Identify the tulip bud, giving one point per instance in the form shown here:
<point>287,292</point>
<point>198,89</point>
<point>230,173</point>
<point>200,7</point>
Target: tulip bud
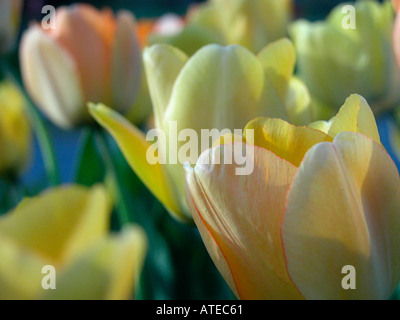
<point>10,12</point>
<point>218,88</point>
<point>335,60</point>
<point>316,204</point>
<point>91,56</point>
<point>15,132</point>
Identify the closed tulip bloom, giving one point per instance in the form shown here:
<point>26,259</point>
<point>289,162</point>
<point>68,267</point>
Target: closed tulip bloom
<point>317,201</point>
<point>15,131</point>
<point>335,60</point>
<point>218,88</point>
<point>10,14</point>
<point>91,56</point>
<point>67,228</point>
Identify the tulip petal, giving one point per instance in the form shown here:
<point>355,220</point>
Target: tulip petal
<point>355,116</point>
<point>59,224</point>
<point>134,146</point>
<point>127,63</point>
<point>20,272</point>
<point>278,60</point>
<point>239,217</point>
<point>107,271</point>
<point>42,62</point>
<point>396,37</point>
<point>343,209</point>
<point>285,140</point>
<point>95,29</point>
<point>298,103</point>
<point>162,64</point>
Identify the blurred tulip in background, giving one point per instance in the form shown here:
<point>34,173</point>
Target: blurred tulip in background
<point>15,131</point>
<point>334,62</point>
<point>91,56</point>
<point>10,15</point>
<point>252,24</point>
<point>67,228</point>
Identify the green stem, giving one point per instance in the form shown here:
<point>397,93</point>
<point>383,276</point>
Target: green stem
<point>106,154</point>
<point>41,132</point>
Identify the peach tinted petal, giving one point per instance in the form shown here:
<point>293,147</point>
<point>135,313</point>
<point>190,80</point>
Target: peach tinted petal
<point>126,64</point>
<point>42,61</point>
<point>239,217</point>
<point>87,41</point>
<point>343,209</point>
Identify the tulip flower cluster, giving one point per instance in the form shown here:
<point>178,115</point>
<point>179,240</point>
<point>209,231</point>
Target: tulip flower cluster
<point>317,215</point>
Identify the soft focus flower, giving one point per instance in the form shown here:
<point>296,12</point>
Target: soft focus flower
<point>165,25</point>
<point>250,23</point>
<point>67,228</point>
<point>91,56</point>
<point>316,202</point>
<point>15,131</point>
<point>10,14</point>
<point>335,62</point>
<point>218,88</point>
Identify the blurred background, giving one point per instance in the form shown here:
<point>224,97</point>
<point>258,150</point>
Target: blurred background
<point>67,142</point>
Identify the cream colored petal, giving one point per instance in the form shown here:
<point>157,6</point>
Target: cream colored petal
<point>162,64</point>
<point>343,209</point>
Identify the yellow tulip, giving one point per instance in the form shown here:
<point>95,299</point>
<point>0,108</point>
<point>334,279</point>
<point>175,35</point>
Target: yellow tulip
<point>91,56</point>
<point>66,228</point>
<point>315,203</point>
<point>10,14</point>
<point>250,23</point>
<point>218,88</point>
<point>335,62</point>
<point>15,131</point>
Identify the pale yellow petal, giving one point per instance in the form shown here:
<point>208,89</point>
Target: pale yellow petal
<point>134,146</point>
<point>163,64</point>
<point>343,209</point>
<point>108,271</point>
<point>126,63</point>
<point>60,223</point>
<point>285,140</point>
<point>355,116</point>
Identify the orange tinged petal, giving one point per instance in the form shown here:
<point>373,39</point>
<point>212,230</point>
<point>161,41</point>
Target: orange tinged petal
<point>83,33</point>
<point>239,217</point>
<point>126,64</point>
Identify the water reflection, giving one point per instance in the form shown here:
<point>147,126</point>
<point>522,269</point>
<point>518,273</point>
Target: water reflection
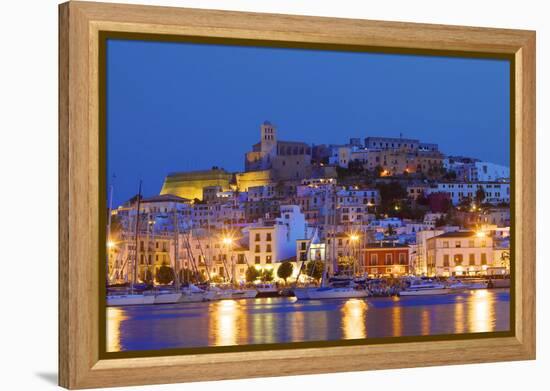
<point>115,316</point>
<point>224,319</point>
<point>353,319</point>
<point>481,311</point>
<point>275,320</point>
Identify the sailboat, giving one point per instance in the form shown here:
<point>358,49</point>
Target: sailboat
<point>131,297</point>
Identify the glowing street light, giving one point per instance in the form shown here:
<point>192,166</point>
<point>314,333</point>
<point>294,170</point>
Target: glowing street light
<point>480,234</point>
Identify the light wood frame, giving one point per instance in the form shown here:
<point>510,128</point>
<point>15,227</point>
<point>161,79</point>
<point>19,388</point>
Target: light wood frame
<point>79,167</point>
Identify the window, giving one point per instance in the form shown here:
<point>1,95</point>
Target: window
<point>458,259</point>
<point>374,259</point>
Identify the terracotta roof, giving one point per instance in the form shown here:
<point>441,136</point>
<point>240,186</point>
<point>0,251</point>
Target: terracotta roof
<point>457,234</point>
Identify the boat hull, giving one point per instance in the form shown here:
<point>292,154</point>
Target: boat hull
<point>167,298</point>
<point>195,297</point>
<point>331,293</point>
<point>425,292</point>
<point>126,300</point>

§

▶ [Task goal]:
From the line containing "Target: light wood frame" through the last line of the entries above, print each line exactly as it stands.

▶ [Answer for this exercise]:
Target: light wood frame
<point>79,167</point>
Identify the window, giving one point per instance in the form shown here:
<point>1,95</point>
Target: window
<point>458,259</point>
<point>374,259</point>
Identify the terracotta roof, giving one point per instance in the form shown here:
<point>441,136</point>
<point>240,186</point>
<point>0,251</point>
Target: terracotta roof
<point>457,234</point>
Identify the boat hull, giving one point per instance in the form shown here:
<point>292,154</point>
Target: boat hull
<point>167,298</point>
<point>195,297</point>
<point>331,293</point>
<point>425,292</point>
<point>126,300</point>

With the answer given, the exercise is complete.